## [Given task]
Arrange every line of the entries below as a JSON list of strings, one string per line, with blank lines left out.

## [Data supplied]
==================================================

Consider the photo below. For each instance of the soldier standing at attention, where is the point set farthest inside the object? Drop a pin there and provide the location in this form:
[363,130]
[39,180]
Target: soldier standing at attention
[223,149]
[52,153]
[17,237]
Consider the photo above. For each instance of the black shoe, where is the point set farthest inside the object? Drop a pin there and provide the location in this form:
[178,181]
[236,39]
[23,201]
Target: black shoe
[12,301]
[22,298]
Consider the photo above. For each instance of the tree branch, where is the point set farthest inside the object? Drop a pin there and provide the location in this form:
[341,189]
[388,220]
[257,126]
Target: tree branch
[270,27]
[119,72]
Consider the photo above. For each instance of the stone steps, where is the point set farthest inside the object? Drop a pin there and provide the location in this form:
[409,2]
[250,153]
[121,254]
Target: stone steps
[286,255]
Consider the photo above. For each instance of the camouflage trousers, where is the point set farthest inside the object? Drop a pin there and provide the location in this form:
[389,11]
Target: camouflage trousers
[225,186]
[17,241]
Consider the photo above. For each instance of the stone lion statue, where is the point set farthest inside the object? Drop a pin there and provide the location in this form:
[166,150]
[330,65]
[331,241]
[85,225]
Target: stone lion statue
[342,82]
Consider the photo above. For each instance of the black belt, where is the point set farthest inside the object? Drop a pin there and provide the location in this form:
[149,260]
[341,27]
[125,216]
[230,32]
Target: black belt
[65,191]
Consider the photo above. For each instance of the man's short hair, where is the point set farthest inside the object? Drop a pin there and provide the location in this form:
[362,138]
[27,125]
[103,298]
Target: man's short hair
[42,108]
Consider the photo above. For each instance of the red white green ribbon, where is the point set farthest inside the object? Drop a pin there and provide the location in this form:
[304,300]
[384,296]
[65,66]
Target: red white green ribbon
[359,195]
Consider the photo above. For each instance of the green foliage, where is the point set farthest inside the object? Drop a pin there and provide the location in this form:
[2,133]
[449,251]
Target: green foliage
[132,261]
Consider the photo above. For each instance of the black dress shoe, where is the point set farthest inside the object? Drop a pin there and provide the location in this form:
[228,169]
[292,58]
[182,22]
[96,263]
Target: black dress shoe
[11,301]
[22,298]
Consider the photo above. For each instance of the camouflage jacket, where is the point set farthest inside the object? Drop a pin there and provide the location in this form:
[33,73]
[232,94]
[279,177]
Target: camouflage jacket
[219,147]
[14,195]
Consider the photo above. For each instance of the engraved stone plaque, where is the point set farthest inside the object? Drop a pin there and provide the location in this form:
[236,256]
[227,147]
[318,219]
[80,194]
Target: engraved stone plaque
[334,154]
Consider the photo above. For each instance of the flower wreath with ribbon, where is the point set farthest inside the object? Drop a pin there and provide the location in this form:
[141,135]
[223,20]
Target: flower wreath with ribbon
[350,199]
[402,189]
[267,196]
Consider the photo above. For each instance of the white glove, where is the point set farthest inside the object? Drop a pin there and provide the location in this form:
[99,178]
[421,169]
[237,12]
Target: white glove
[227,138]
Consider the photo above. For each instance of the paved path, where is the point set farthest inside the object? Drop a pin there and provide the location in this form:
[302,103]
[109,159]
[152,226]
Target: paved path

==================================================

## [Result]
[
  "Consider the photo below. For each instance of the soldier standing at attention, where is the point set farthest inside the object? Drop a pin there and provide the location in this form:",
  "[363,130]",
  "[39,180]",
  "Target: soldier standing at attention",
  "[223,149]",
  "[52,153]",
  "[17,237]",
  "Consider the photo above. For each instance of the black shoe, where is the point set farthest inside the object? Drop a pin there and provide the location in this form:",
  "[178,181]",
  "[236,39]",
  "[23,201]",
  "Target: black shoe",
  "[12,301]",
  "[22,298]",
  "Consider the photo above. For each instance of the tree branch, where is the point set farthest inside the object? Drop a pin there and provide the location in this form:",
  "[341,189]",
  "[388,220]",
  "[257,126]",
  "Target: tree branch",
  "[270,27]",
  "[119,72]",
  "Consider the photo above. For each instance of the stone steps, where is the point set farthest inside the object? Drop a pin there and provide the location in this form:",
  "[409,2]",
  "[250,153]",
  "[121,254]",
  "Target: stone steps",
  "[286,255]",
  "Consider the photo above. For each instance of the camouflage trousers, where is the point set farthest inside the object? Drop a pin there and provide the location in this form:",
  "[389,11]",
  "Target: camouflage trousers",
  "[225,186]",
  "[17,241]",
  "Consider the photo above. For each instance of the stone lion statue, where is the point set farthest inside the object? Drop a pin there and provide the location in this form:",
  "[166,150]",
  "[330,65]",
  "[331,241]",
  "[85,225]",
  "Target: stone lion statue",
  "[342,82]",
  "Consider the photo above. For each instance of the black belt, where is the point set farthest inside the object? Drop a pin there and provide the location in this form:",
  "[149,260]",
  "[341,27]",
  "[125,216]",
  "[230,32]",
  "Target: black belt",
  "[65,191]",
  "Consider the photo above. For each instance of the man's short hair, where is the point set farthest inside the object? Drop a pin there and provide the location in this form:",
  "[362,138]",
  "[27,125]",
  "[103,298]",
  "Target: man's short hair",
  "[42,108]",
  "Consider the photo above. For each instance of the red white green ribbon, where is the point set farthest inside the object? Drop a pin there and provide the location in this form:",
  "[304,300]",
  "[384,296]",
  "[65,66]",
  "Target: red white green ribbon",
  "[359,195]",
  "Consider the photo above. For each instance of the green foliage, where is the point set farthest inside the object? Drop a pin there and provide the location in this form:",
  "[2,133]",
  "[449,251]",
  "Target: green foliage",
  "[132,261]",
  "Consider the photo above. For each instance of the black dress shoe, where is the point set farthest inside the object? Drop a pin there and provide the location in this form:",
  "[228,169]",
  "[292,58]",
  "[182,22]",
  "[96,263]",
  "Target: black dress shoe",
  "[11,301]",
  "[22,298]",
  "Consider the photo above. For each instance of the camouflage jacket, where is the point set farthest inside the object? Drop a pin there and provide the location in this form:",
  "[33,73]",
  "[232,94]",
  "[279,177]",
  "Target: camouflage jacket",
  "[219,147]",
  "[14,195]",
  "Consider the photo above. For each instance of the engraved stone plaque, where is the point set farthest inside the object? Drop a pin there and provide the location in this form:",
  "[236,256]",
  "[227,147]",
  "[318,219]",
  "[80,194]",
  "Target: engraved stone plaque",
  "[334,154]",
  "Consider the photo above. For each instance of the flower wreath with ribbon, where is the point set farthest inside the object? Drop a pin there and provide the location in this form:",
  "[141,135]",
  "[223,20]",
  "Target: flower wreath with ribbon",
  "[350,199]",
  "[402,189]",
  "[267,196]",
  "Consider the photo above. For each instance of the white glove, where is the point set farthest inside the object? Drop a pin there and provide the location in this form:",
  "[99,178]",
  "[421,169]",
  "[237,12]",
  "Target: white glove",
  "[227,138]",
  "Consider the photo above. For each instance of the paved path, where is the point set farthest inside the object? Drop a pin there and provide the location in this form:",
  "[302,103]",
  "[109,159]",
  "[152,226]",
  "Target: paved path"
]